__EXERCISE DESCRIPTION__. Please repeat, exactly as written, the line containing "on the green" and every line after it through the end of the records below.

__INFORMATION PROVIDED__.
*** Block opens ***

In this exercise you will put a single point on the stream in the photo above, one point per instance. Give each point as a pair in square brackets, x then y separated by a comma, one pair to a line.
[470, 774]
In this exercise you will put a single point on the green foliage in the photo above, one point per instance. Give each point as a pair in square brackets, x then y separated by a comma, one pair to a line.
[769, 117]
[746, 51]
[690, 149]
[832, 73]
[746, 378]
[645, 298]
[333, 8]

*** Block closes ***

__TASK RESULT__.
In this exercise you will put a single point on the green foliage in the photo above, one point per instance. Give each point as a pair in square brackets, x then y separated by a comma, one pair to a line.
[769, 117]
[746, 51]
[690, 149]
[832, 73]
[746, 378]
[645, 298]
[333, 8]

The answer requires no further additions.